- EXCERPTED PASSAGE
#####

Tag Archives: USA

Bin Laden is dead, but why rejoice?

The US military has killed the leader of al-Qaeda, Osama Bin Laden in Pakistan. Despite the fact that I am not a hand-wringing liberal staging the occasional ‘bed-in for peace’, I am quite shocked and disgusted by the popular reaction in the US – or at least the popular reaction being shown by the media.

Yes, he was a callous, heartless leader who created a network of terror and sheltered behind Islam as a supposed means of justification for his acts. He was responsible for the death of thousands, so he is hardly a person to be missed, but to throw parties on the street because of his death seems like irrational exuberance.

There is of course the sense of revenge. The American public feeling relief that they finally “got” the perpetrator of the 9/11 attacks on the USA a decade ago.

But the numerous deaths, both military and civilians, on both sides of this war don’t deserve this reaction – running into the street and cracking open a Budweiser “because we won the war…”

Ask any of those people, what have you won today? Tough to answer isn’t it?

Unfortunately for those drinking in the street, al-Qaeda is not a traditional enemy in the form of a nation state, organised with a single leader and obeying the strategy and ruling of a government. This is not World War II all over again.

This is a war of ideology. And the death of Bin Laden does not mean that the “war” is over at all, in fact it may even serve to generate more intense hatred of the American values that led us to this place.

It’s too simple to argue that this is about the Muslim v Christian world, or the consumerist society of the west v a more traditional emerging society, or an oil-dependent America v oil-producing states. All these are factors, but at the end of the day when the actions of a nation state (or small group of allies) produce a situation where a group of nations are at war with an ideology, it is a dire place to be – almost an Orwellian cliché.

President Bush created the rhetoric of the “war on terror” and yet how can it ever be won? Should Islam be banned and dismantled because the terrorists all appear to be Muslim? Should nations harbouring terrorists be considered to be at war with the allies? Should every critic of American society be ‘taken out’ because they don’t have the same values in their society as in the US – and their small group of supporting nations?

All these descriptions of Muslim terrorists could equally apply to white supremacists – who happen to be already in the US, and are US citizens, and can arm themselves quite legally utilising the second amendment to the constitution. The war on terror and the demonisation of Islam are quite convenient ways to make this ideological battle simple enough for the evening news bulletin.

#####

- INSTRUCTION A
Copy out the part of the records that starts with the line containing "segment: small window on tower" and runs through the end of the records, keeping both ends.
The text and the records are unrelated to each other.

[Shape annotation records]

#####

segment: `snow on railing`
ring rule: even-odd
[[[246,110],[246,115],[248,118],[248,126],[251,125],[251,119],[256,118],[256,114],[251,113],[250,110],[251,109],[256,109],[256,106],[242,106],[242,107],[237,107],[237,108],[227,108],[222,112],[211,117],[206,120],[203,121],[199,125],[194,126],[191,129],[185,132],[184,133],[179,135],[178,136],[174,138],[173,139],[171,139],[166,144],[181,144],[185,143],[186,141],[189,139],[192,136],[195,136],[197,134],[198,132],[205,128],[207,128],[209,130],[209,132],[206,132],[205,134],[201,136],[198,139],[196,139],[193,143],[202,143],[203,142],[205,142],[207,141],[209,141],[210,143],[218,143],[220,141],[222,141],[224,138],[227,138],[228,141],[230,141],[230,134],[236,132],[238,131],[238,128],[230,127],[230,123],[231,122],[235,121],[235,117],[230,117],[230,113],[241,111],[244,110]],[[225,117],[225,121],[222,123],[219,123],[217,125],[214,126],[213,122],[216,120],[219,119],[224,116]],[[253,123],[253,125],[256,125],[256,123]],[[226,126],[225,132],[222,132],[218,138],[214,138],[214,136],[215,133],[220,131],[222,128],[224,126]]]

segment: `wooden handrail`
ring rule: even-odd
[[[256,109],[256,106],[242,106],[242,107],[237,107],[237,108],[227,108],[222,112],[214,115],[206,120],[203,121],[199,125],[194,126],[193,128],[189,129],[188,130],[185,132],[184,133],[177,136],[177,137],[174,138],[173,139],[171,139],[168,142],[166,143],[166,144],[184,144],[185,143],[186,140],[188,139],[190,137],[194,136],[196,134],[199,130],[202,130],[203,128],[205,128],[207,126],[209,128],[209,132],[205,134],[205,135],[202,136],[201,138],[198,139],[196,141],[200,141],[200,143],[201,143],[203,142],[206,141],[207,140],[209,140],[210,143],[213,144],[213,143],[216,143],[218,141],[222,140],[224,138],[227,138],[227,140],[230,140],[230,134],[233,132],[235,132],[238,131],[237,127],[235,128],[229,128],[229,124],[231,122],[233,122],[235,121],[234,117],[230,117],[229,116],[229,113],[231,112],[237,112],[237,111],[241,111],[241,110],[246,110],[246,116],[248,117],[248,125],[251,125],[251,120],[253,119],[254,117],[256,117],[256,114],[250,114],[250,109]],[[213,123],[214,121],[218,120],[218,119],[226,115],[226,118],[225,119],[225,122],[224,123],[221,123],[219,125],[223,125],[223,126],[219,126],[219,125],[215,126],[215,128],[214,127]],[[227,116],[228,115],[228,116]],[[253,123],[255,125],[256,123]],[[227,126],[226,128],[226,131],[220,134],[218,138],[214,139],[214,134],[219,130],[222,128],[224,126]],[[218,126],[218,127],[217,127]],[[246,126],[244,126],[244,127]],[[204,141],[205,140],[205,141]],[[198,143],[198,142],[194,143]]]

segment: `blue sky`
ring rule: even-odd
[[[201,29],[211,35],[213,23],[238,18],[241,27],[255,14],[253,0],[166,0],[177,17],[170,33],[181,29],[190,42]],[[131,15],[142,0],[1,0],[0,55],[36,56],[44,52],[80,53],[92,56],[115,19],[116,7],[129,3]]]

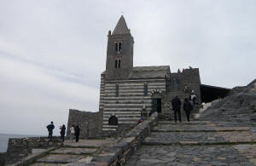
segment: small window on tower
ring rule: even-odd
[[[118,60],[114,60],[115,61],[115,65],[114,65],[114,67],[117,68],[118,67]]]
[[[148,83],[144,83],[144,95],[148,95]]]
[[[121,60],[119,60],[119,68],[120,68],[120,67],[121,67]]]
[[[115,96],[118,97],[119,94],[119,86],[118,83],[115,84]]]
[[[115,43],[115,50],[121,51],[122,49],[122,42],[116,42]]]
[[[115,50],[116,50],[116,51],[119,50],[119,43],[115,43]]]
[[[121,51],[121,49],[122,49],[122,43],[119,42],[119,51]]]

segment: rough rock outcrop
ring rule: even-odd
[[[256,79],[245,87],[234,88],[224,100],[212,104],[201,117],[216,121],[256,122]]]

#####

- INSTRUCTION B
Answer these questions about the post on Bin Laden's death:
(i) In which country did the US military kill Bin Laden?
(ii) Who created the rhetoric of the "war on terror"?
(iii) Which amendment to the constitution lets white supremacists arm themselves legally?

- FINISHED ANSWER A
segment: small window on tower
ring rule: even-odd
[[[118,60],[114,60],[115,61],[115,65],[114,65],[114,67],[117,68],[118,67]]]
[[[148,83],[144,83],[144,95],[148,95]]]
[[[121,60],[119,60],[119,68],[120,68],[120,67],[121,67]]]
[[[115,96],[118,97],[119,94],[119,86],[118,83],[115,84]]]
[[[115,43],[115,50],[121,51],[122,49],[122,42],[116,42]]]
[[[115,50],[116,50],[116,51],[119,50],[119,43],[115,43]]]
[[[121,51],[121,49],[122,49],[122,43],[119,42],[119,51]]]

segment: rough rock outcrop
ring rule: even-odd
[[[256,79],[245,87],[234,88],[224,100],[212,104],[201,117],[216,121],[256,122]]]

- FINISHED ANSWER B
(i) Pakistan
(ii) President Bush
(iii) The second amendment